**Selected text**
* * * *
FEB 01, 2018
Comprehensive Ophthalmology, Ocular Pathology/Oncology, Retina/Vitreous
A new class of drugs called mitogen-activated protein kinase kinase (MEK) inhibitors are increasingly used for cancer treatment as they have a different toxicity profile compared with traditional chemotherapy. In this retrospective study, researchers assessed the clinical and morphologic characteristics of serous retinal disturbances in patients taking MEK inhibitors.
Investigators assessed MEK inhibitor–associated subretinal fluid from 50 eyes of 25 cancer patients.
Around 80 to 90% of patients on MEK inhibitors develop subretinal fluid, but only around 10% become symptomatic and lose vision. The fluid usually resolves within a month without discontinuation of the drug and does not cause any permanent damage to the retina. Vision also returns to baseline after resolution of the fluid.
The analysis revealed unique pathology associated with the use of these chemotherapy agents. In contrast to central serous chorioretinopathy (CSR), MEK inhibitor–associated fluid accumulates exclusively in the sub-interdigitation zone, and the RPE and choroid layers remain normal. Unlike CSR, patients with MEK inhibitor-associated fluid have no leakage on fluorescein angiography, have normal fundus autofluorescence and do not show thickening of the choroid.
* * * *
**Available data**

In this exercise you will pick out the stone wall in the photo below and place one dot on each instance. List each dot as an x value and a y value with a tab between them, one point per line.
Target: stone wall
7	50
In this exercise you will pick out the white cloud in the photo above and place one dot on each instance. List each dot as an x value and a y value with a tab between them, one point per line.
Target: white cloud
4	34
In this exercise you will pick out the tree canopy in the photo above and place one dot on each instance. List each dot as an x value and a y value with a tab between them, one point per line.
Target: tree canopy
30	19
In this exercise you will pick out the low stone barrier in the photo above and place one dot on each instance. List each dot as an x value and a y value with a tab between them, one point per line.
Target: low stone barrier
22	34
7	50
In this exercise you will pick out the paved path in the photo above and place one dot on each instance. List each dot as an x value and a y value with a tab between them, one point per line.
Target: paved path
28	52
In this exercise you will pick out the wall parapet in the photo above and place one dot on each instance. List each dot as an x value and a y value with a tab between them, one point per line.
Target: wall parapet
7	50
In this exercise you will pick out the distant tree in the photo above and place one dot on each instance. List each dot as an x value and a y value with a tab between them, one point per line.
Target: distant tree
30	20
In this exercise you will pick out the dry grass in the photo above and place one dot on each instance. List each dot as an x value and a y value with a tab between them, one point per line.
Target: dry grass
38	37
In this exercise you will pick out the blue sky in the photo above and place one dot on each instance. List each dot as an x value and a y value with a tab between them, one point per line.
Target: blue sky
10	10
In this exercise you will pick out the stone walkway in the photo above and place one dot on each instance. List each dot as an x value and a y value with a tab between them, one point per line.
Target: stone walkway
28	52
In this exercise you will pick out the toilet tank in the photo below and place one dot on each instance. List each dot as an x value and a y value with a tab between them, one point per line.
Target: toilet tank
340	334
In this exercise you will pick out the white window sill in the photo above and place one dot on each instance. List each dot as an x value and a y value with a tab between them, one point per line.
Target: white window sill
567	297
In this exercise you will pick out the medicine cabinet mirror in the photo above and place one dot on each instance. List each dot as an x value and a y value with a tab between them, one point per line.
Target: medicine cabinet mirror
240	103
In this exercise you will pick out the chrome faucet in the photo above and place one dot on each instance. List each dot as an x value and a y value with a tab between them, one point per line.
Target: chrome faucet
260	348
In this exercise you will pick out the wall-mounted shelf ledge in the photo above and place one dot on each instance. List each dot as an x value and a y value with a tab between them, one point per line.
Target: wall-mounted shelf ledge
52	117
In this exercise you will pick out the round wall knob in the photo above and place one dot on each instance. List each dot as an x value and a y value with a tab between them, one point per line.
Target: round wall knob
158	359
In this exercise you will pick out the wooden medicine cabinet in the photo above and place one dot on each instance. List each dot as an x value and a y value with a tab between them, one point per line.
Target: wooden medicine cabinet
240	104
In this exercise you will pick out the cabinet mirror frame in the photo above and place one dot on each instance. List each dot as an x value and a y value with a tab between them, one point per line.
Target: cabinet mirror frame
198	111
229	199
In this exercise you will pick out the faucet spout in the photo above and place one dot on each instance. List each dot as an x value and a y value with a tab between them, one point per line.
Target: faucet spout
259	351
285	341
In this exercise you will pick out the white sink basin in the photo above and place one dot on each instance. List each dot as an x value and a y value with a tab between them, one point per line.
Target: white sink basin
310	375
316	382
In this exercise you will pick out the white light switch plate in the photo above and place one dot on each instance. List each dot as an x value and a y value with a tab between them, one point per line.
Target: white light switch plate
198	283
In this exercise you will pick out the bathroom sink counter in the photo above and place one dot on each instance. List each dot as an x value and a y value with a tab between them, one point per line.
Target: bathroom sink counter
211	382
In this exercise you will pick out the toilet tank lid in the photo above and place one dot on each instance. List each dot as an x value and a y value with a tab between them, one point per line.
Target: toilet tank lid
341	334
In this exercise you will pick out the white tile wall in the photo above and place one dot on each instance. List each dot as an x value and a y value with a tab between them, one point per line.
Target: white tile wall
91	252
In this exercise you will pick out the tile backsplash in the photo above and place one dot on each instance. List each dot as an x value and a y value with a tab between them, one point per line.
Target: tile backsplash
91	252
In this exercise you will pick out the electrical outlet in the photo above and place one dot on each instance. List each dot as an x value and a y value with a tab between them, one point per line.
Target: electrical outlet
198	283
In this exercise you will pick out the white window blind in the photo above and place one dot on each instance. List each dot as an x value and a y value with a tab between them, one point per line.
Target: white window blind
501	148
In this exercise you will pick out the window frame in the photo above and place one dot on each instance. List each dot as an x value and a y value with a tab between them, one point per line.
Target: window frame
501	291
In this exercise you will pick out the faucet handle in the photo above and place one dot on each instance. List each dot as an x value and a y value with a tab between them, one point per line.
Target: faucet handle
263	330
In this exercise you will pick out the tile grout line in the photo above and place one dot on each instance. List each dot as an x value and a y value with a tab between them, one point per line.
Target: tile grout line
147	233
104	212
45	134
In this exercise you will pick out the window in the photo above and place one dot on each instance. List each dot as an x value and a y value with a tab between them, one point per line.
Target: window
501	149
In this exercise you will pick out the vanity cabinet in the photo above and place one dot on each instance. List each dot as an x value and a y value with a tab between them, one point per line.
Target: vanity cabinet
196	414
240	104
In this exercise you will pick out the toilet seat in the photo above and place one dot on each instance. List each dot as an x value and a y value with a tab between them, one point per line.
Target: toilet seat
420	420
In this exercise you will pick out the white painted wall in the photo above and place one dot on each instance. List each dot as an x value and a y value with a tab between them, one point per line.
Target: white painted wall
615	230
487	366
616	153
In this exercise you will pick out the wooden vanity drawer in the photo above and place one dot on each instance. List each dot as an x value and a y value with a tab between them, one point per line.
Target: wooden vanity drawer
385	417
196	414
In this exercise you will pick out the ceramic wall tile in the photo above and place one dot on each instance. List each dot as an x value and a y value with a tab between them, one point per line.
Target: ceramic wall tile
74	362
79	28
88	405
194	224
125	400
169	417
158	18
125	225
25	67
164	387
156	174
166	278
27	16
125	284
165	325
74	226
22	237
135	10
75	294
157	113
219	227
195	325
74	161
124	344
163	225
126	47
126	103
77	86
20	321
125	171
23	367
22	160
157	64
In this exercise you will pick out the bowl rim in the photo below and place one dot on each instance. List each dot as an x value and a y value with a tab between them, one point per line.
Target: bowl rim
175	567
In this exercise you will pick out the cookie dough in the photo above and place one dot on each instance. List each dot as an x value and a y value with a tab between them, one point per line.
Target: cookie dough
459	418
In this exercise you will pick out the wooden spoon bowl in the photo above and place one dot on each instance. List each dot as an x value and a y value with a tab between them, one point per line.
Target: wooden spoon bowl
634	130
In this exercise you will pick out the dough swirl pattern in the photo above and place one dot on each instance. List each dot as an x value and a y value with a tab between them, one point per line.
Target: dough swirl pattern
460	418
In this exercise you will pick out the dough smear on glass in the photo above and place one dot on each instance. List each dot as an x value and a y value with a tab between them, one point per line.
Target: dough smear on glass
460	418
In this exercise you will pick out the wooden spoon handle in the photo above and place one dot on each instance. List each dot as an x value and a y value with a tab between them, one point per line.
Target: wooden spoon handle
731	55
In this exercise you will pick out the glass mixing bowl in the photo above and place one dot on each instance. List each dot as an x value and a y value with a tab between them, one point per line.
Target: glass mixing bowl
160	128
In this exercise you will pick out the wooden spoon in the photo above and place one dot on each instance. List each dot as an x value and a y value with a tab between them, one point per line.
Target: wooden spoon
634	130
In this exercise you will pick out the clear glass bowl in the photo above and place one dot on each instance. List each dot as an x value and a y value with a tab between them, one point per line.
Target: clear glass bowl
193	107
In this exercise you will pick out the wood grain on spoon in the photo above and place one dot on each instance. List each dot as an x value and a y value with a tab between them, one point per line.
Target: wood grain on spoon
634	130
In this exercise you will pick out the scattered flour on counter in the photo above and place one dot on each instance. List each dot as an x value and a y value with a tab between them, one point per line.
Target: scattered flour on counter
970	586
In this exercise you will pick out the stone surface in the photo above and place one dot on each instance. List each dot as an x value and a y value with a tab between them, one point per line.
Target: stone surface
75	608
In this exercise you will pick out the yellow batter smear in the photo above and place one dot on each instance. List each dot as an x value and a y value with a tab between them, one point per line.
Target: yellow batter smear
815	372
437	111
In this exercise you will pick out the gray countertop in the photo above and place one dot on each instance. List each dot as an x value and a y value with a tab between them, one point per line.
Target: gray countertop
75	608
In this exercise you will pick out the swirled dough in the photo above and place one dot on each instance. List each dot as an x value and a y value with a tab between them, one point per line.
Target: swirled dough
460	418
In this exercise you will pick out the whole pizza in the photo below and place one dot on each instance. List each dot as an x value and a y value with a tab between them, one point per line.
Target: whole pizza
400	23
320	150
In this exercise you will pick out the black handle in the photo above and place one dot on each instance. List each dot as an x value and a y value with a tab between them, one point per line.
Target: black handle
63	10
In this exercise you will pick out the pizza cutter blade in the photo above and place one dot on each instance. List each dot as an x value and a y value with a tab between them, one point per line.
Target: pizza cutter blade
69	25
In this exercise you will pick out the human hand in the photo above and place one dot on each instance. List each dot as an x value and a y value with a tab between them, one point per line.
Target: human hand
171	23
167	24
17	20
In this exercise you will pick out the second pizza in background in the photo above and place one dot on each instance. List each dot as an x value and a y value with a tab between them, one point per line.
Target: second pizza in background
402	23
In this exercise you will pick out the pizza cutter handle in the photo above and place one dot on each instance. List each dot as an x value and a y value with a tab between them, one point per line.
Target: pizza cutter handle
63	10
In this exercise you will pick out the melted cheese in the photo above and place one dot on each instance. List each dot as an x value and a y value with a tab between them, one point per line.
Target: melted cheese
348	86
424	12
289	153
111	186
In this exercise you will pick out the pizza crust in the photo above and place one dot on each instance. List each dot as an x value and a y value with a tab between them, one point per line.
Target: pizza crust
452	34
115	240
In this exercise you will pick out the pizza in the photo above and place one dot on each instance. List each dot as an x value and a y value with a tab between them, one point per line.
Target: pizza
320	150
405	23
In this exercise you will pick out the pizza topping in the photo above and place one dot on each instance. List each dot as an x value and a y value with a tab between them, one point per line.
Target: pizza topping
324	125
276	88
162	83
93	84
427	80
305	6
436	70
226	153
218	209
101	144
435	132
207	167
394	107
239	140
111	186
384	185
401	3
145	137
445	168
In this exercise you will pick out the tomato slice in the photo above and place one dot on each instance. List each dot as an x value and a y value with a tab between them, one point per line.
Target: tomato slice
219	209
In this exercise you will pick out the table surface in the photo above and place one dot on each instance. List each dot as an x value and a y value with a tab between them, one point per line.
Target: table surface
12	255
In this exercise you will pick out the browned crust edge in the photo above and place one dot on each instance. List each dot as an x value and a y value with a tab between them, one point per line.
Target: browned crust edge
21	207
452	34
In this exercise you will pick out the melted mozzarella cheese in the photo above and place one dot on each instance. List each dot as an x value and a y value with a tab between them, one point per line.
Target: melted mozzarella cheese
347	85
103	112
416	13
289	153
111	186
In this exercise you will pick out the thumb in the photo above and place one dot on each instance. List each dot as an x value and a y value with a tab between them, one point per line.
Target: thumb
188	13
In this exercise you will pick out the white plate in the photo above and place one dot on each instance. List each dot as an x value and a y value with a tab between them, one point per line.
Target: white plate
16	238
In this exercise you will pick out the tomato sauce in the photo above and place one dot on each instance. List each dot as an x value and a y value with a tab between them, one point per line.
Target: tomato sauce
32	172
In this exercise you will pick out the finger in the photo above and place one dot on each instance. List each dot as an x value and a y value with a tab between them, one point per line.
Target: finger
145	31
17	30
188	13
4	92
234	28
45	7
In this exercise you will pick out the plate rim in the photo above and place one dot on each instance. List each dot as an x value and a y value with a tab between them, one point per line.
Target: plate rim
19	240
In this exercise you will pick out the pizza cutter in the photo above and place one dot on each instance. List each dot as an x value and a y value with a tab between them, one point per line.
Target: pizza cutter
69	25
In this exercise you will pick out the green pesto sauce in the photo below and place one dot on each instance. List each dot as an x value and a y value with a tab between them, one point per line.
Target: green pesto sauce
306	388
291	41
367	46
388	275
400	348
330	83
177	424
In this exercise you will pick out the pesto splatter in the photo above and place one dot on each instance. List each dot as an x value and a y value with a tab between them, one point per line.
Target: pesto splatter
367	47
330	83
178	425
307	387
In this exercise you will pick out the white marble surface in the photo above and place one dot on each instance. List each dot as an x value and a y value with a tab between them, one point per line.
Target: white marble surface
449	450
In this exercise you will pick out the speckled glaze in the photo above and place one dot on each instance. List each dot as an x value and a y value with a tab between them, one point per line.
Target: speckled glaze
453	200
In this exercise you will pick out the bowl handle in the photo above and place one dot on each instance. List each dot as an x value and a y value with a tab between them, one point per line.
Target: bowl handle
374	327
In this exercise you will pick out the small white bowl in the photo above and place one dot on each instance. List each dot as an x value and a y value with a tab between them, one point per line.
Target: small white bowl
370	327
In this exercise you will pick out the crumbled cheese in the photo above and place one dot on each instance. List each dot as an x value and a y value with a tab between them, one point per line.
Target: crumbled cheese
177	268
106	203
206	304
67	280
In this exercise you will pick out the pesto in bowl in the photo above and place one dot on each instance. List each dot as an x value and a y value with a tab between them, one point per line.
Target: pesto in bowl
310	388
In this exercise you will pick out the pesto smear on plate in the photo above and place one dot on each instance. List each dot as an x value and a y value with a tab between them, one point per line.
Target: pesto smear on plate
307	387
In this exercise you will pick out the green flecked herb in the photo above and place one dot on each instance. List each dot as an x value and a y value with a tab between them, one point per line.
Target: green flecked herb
* * * *
**Task requirements**
(1) Condense the paragraph of the MEK inhibitor summary that begins "Around 80 to 90% of patients" into a short bulleted list that keeps its main facts.
(2) Carry on the MEK inhibitor summary from its final sentence.

**Results of the tasks**
(1)
- About 80 to 90% of patients taking MEK inhibitors develop subretinal fluid.
- Only about 10% become symptomatic and lose vision.
- The fluid usually resolves within a month, even without stopping the drug.
- It causes no permanent retinal damage.
- Vision returns to baseline once the fluid resolves.

(2)
The exact etiology of this condition is not known. Cancer patients are under stress and sometimes take concomitant steroid medications. This study did not describe any irreversible vision loss or permanent retinal damage from the transient fluid, but MEK inhibitor–associated subretinal fluid is a relatively new disease and long-term follow up is needed to confirm the benign nature of this condition.
The authors emphasize that MEK inhibitors did not cause irreversible vision loss or serious eye damage. This study is a good reminder for physicians to check the medication list of patients who present with CSR-like signs and symptoms.